Job — Copy the material below line for line, keeping every character and line break unchanged.
--- Start of Dataset records ---
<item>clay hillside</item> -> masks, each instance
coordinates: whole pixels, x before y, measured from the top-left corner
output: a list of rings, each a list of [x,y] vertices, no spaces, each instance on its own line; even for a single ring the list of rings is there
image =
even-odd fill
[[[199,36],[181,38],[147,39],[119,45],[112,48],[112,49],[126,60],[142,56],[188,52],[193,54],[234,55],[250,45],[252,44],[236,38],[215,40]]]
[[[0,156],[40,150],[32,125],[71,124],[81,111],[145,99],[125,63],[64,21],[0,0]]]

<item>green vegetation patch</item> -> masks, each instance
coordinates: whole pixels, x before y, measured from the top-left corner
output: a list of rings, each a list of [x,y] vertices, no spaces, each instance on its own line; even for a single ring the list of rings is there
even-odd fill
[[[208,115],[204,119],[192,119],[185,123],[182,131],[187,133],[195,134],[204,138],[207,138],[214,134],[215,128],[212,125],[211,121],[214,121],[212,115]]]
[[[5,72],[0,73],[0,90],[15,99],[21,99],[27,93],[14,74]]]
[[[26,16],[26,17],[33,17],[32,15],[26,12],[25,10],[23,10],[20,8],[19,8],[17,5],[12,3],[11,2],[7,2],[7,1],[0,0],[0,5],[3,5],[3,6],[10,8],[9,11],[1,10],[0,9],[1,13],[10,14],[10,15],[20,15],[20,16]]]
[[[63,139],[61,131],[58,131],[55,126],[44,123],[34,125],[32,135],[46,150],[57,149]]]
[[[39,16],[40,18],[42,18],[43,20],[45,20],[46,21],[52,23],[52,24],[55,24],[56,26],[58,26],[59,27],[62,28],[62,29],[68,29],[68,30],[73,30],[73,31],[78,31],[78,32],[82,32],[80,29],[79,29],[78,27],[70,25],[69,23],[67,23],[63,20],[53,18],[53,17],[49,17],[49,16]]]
--- End of Dataset records ---
Task output —
<item>clay hillside</item> -> masks, each instance
coordinates: whole pixels, x before y, measured from the top-left corner
output: a list of rings, each a list of [x,y] vertices, no spaces, each instance on its own line; even for a single ring the list of rings is there
image =
even-odd fill
[[[199,36],[181,38],[147,39],[119,45],[112,48],[112,49],[126,60],[142,56],[188,52],[193,54],[234,55],[250,45],[252,44],[236,38],[215,40]]]
[[[0,156],[40,150],[32,125],[71,124],[81,111],[145,99],[125,63],[64,21],[0,0]]]

<item>green vegetation patch</item> -> masks, each instance
coordinates: whole pixels, x before y, measured from the top-left corner
output: a list of rings, each a list of [x,y] vertices, no spaces, each instance on its own line; even for a single ring the list of rings is there
even-odd fill
[[[208,115],[204,119],[192,119],[185,123],[182,131],[187,133],[195,134],[204,138],[207,138],[214,134],[215,128],[212,125],[211,121],[214,121],[212,115]]]
[[[5,72],[0,73],[0,90],[15,99],[21,99],[27,93],[14,74]]]
[[[26,16],[26,17],[33,17],[32,15],[26,12],[25,10],[23,10],[20,8],[19,8],[17,5],[12,3],[11,2],[7,2],[7,1],[0,0],[0,5],[3,5],[3,6],[10,8],[9,11],[1,10],[0,9],[1,13],[10,14],[10,15],[20,15],[20,16]]]
[[[63,139],[61,131],[58,131],[55,126],[44,123],[34,125],[32,135],[46,150],[57,149]]]
[[[39,16],[40,18],[42,18],[43,20],[45,20],[46,21],[52,23],[52,24],[55,24],[56,26],[58,26],[59,27],[62,28],[62,29],[68,29],[68,30],[73,30],[73,31],[78,31],[78,32],[82,32],[80,29],[79,29],[78,27],[70,25],[69,23],[67,23],[63,20],[53,18],[53,17],[49,17],[49,16]]]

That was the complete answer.